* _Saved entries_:
════════════════════

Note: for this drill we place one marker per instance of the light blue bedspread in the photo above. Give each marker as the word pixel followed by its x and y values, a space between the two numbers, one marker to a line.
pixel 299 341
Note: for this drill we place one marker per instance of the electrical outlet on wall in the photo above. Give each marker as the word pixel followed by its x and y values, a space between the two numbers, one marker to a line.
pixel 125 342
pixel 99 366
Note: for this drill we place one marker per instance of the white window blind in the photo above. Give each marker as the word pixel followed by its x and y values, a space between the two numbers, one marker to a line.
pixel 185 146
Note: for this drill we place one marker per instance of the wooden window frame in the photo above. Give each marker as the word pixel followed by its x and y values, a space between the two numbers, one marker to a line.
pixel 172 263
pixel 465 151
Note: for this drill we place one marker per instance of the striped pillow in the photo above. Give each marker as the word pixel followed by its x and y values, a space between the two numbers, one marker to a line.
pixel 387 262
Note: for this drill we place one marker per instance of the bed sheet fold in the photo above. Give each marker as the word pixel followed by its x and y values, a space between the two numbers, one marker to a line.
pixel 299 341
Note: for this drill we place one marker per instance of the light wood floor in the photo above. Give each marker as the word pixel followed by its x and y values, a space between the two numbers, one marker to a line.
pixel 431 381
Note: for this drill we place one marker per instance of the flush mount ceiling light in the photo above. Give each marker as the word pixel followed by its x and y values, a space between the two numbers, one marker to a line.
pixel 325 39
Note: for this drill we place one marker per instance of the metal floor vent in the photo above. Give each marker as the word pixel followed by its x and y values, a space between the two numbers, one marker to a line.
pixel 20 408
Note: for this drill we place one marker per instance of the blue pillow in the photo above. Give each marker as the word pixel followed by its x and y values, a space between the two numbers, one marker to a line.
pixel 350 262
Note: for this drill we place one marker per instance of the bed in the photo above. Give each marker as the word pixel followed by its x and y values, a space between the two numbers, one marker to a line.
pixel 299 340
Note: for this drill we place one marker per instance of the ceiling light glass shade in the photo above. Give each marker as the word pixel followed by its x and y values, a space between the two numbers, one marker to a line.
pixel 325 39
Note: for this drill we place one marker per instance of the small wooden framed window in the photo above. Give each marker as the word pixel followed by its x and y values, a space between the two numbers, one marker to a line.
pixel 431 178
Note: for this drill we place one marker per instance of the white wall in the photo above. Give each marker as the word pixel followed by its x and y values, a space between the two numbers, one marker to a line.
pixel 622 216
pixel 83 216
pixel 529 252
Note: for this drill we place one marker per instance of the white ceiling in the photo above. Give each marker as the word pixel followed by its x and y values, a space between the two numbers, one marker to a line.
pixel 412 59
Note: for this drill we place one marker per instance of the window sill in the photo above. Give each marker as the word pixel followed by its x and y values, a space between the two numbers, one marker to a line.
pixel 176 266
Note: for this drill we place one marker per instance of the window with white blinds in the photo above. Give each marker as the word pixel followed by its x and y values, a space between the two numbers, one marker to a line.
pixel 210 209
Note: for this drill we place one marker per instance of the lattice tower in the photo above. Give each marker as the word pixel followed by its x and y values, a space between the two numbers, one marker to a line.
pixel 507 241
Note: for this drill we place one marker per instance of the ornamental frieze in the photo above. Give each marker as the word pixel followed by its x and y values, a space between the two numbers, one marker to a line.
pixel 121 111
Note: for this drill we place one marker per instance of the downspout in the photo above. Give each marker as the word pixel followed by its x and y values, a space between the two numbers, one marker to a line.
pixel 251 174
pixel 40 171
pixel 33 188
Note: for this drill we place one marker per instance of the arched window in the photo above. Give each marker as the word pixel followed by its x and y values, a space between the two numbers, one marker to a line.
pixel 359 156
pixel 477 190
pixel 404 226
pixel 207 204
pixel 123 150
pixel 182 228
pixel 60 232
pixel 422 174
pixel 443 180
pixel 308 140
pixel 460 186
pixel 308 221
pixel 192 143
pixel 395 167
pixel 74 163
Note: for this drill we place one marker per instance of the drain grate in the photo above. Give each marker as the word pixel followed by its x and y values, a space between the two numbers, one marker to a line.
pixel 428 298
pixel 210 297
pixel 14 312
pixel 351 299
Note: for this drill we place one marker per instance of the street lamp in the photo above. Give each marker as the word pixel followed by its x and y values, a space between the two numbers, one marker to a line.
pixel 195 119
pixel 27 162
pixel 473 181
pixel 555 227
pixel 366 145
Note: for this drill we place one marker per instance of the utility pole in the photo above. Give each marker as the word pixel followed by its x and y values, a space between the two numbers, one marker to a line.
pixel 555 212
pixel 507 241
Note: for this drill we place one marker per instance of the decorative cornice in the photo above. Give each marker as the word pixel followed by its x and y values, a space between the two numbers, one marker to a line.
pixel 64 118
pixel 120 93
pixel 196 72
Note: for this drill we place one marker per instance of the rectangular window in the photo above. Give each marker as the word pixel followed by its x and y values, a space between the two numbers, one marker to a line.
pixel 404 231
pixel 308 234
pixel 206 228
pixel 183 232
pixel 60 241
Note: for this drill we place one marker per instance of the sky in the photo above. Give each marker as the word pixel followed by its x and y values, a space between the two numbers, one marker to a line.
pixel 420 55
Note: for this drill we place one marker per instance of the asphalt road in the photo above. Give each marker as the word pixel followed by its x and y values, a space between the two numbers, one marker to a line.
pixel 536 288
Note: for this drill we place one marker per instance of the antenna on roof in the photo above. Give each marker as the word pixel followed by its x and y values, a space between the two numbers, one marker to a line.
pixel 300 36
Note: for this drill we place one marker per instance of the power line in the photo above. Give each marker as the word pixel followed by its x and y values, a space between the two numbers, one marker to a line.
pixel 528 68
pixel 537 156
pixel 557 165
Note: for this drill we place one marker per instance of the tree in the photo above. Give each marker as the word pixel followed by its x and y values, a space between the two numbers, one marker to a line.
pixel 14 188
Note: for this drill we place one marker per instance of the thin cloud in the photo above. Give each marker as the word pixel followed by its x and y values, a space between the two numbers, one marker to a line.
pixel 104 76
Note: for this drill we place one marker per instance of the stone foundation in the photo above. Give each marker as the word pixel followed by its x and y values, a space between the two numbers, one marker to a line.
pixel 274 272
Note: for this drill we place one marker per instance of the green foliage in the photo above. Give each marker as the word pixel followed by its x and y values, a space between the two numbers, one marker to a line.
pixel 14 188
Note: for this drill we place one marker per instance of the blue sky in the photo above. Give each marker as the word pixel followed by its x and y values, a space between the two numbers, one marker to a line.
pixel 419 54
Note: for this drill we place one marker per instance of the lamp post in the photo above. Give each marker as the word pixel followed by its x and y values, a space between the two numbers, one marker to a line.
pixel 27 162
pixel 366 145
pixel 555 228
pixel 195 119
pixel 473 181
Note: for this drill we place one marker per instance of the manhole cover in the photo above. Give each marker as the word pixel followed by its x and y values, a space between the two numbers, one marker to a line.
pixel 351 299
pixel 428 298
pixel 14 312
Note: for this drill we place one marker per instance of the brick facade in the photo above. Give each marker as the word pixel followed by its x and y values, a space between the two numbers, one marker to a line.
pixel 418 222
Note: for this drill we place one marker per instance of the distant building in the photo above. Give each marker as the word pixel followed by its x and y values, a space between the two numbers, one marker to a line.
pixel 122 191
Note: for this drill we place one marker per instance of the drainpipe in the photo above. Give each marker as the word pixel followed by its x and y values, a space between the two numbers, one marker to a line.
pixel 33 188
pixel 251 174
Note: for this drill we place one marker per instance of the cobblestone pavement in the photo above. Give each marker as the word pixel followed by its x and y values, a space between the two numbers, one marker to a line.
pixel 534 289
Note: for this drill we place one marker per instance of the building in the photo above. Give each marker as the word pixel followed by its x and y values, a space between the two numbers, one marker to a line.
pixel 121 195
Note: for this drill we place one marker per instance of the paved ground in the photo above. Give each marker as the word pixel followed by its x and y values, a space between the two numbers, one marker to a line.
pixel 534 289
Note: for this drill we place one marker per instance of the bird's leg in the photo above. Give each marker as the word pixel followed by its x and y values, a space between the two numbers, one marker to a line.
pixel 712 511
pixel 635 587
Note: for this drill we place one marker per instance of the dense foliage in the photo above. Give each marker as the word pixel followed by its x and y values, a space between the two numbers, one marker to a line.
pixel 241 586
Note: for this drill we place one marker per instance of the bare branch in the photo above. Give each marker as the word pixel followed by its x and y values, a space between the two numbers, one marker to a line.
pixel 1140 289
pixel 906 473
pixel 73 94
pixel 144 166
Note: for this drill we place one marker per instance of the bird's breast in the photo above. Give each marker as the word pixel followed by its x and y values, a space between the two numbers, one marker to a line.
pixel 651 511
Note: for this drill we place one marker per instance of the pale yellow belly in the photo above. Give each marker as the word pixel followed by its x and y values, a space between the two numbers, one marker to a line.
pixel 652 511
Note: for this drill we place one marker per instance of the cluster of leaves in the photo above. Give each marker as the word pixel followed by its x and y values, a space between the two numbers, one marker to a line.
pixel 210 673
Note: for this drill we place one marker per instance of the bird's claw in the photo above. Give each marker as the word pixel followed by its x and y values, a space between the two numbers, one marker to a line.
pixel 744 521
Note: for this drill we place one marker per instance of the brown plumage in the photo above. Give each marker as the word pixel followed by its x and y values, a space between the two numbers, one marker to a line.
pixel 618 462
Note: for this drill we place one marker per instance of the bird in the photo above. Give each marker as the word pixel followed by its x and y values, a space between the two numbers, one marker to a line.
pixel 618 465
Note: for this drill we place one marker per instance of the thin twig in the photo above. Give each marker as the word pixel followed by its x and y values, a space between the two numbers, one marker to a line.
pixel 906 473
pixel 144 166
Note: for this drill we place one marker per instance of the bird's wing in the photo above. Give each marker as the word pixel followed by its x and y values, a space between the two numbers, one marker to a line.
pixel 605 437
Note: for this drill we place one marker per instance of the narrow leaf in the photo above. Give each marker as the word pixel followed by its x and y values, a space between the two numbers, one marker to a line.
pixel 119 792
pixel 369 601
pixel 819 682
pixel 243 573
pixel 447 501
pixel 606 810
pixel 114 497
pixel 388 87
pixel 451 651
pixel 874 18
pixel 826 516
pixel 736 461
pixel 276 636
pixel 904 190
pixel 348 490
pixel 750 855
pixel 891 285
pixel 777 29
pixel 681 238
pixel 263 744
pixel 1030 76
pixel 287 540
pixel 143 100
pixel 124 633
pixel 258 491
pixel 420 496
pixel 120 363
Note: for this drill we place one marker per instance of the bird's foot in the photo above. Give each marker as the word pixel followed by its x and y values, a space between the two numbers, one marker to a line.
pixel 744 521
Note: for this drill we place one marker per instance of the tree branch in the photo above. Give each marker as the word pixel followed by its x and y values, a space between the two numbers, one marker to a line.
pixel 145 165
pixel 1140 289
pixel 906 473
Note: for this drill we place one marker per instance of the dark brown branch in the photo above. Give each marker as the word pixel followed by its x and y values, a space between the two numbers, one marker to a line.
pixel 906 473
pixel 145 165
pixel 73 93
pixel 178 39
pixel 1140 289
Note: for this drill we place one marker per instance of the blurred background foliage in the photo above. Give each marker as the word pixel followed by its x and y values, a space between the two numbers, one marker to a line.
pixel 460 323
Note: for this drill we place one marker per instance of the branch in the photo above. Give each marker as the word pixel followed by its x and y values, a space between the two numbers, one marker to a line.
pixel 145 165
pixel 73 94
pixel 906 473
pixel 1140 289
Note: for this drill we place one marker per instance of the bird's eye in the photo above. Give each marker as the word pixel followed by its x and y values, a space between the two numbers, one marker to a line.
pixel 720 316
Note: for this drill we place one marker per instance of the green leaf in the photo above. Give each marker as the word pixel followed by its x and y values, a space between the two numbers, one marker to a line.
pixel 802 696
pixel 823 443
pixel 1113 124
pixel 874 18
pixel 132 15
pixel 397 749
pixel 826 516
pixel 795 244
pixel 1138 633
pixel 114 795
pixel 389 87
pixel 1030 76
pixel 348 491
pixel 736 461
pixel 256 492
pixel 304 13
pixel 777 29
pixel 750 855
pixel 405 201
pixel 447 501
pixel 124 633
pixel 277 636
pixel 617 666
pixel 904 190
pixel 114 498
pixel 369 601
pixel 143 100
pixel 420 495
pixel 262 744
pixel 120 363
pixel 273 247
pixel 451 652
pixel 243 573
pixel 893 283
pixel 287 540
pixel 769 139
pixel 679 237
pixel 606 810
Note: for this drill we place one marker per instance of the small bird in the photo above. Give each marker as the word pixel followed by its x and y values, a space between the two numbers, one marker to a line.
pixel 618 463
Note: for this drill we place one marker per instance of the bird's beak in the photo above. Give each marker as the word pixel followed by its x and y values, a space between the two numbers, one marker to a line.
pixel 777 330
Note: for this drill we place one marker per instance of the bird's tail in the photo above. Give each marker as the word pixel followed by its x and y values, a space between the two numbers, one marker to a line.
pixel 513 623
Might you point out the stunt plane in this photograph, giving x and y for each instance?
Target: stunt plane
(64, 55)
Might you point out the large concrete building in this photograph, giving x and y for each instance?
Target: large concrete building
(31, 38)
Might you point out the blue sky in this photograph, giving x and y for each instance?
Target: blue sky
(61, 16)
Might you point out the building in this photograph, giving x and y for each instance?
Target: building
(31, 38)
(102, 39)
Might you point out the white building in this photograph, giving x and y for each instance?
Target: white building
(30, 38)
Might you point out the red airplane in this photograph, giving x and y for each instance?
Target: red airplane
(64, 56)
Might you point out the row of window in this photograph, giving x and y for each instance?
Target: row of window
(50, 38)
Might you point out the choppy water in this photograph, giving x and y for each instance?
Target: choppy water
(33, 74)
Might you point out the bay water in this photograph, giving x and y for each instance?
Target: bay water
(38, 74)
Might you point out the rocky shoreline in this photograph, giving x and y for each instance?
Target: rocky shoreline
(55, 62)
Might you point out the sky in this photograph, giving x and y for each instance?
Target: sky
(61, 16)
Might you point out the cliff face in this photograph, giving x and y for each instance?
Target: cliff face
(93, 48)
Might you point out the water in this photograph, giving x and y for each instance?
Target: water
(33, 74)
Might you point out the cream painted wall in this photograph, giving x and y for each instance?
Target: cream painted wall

════════════════════

* _What you are asked to do_: From the line holding "Might you point out the rocky" to the last line of the records, quote each line exactly and add nothing.

* _Task answer_:
Might you point out the rocky shoreline in this photograph, giving x and y for each instance?
Target: rocky shoreline
(55, 62)
Might you point out the sky in this photograph, giving x and y for each instance?
Target: sky
(61, 16)
Might you point out the cliff face in this photograph, giving x and y for each instance?
Target: cliff face
(93, 48)
Might you point out the water in this photograph, giving x and y for each instance?
Target: water
(33, 74)
Might you point out the cream painted wall in this photograph, giving x and y for each instance?
Target: cream painted wall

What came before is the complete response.